Provided passage
:::::
Tuesday, November 11, 2008

California and Proposition 8

Members of the Mormon church, who were strongly urged by church leaders to contribute to the Proposition 8 campaign, had an undeniable role in the measure's victory. Opponents of Proposition 8 have accused the church of discriminating against homosexuals, but the backlash against the denomination has also sparked accusations of discrimination.

During the campaign, a website established by Proposition 8 opponents used campaign finance data and other public records to track Mormon political contributions to the Yes-on-8 campaign. Opponents estimated that members of the church had given more than $20 million, but the amount is difficult to confirm since the state does not track the religious affiliation of donors.

Leaders of the No-on-8 campaign said they did not believe they were engaged in Mormon-bashing. "This is not about religion," said Jacobs. "This is about a church that put itself in the middle of politics."

Kate Kendell, executive director of the National Center for Lesbian Rights, said she had grown up in the Mormon Church and thought it was "very disappointing what the church has done and the alliances they have made with churches that don't even like them and have called the church a cult."

More than 40 people demonstrated in front of a Mormon church in Seattle's University District on Sunday morning, expressing anger at the role the national church played in the passing of Proposition 8, banning gay marriage in California.

They lined the sidewalk, chanting slogans such as "Tax the church!" and holding signs saying "Shame on the church" and "All marriages are equal."

"I don't tell them what to do in their religion. They shouldn't tell me what to do in my life," said Chris Campfield, 27, of Seattle.

Matthew Wilson, 26, of Seattle, who organized the protest, said: "We want to make it very clear to this church that Washington will not accept divisive or discriminatory actions."

Proposition 8 defines marriage as the union of one man and one woman, and overrides a California Supreme Court ruling that a ban on same-sex marriage was unconstitutional. It passed with 52 percent of the vote and throws into question the status of about 18,000 same-sex couples who wed in California.

Proposition 8 drew a range of opponents — including some Mormons. Proposition supporters, in addition to the Church of Jesus Christ of Latter-day Saints (LDS), included the state's Roman Catholic bishops, some evangelical churches, and others.
:::::
Given material
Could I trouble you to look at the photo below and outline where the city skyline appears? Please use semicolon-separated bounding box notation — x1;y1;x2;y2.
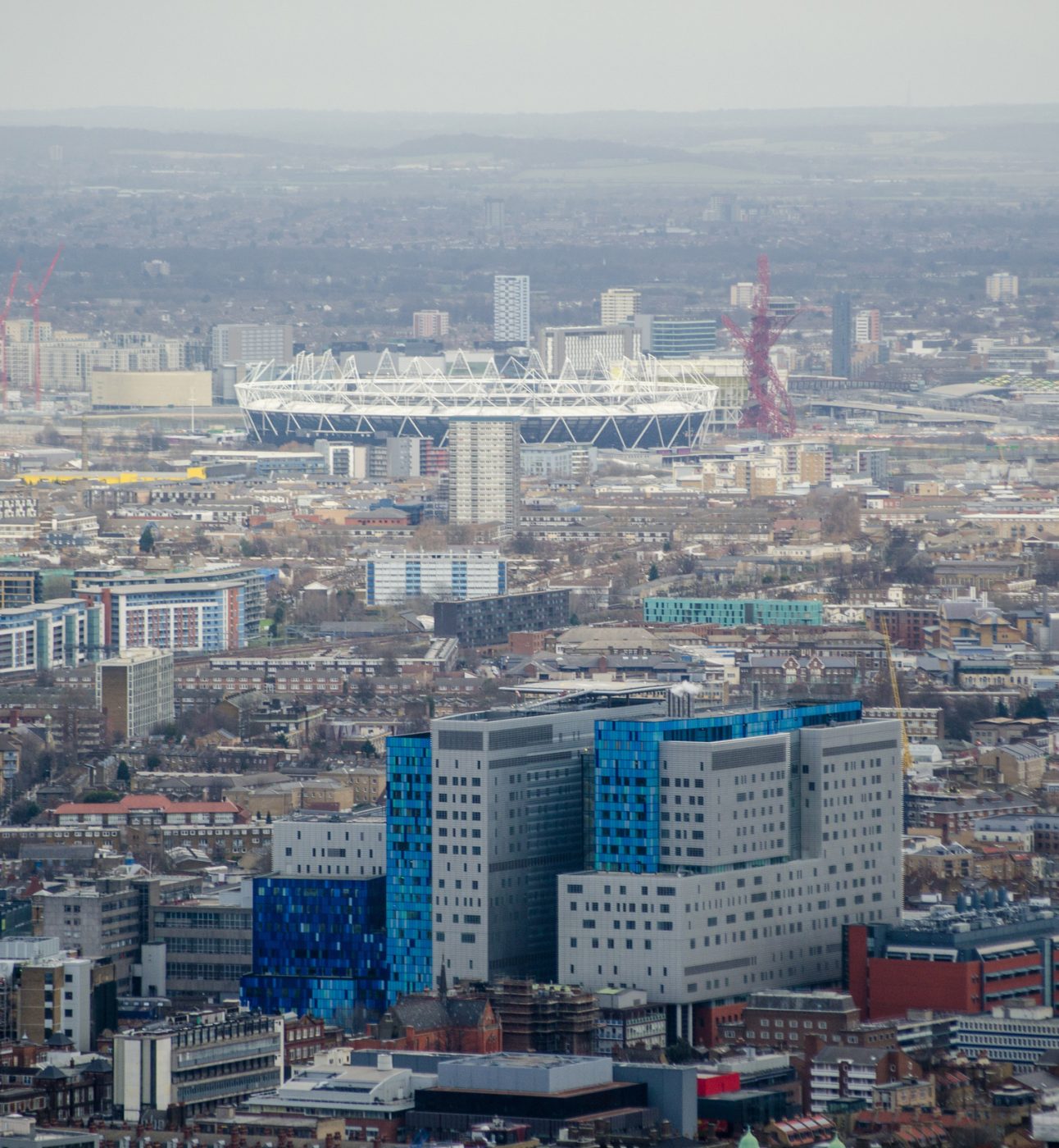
0;0;1059;118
:::::
Directive 1
Rewrite the Proposition 8 article between "Members of the Mormon" and "affiliation of donors.", inclusive, replacing "donors" with "contributors".
Directive 2
Name every person the Proposition 8 article identifies by name.
Directive 3
Translate this sentence from the Proposition 8 article into Spanish: "Proposition 8 defines marriage as the union of one man and one woman, and overrides a California Supreme Court ruling that a ban on same-sex marriage was unconstitutional."
The lines after the Proposition 8 article are separate material and are unrelated to it.

Full output 1
Members of the Mormon church, who were strongly urged by church leaders to contribute to the Proposition 8 campaign, had an undeniable role in the measure's victory. Opponents of Proposition 8 have accused the church of discriminating against homosexuals, but the backlash against the denomination has also sparked accusations of discrimination.

During the campaign, a website established by Proposition 8 opponents used campaign finance data and other public records to track Mormon political contributions to the Yes-on-8 campaign. Opponents estimated that members of the church had given more than $20 million, but the amount is difficult to confirm since the state does not track the religious affiliation of contributors.

Full output 2
Jacobs
Kate Kendell
Chris Campfield
Matthew Wilson

Full output 3
La Proposición 8 define el matrimonio como la unión de un hombre y una mujer, y anula un fallo de la Corte Suprema de California según el cual la prohibición del matrimonio entre personas del mismo sexo era inconstitucional.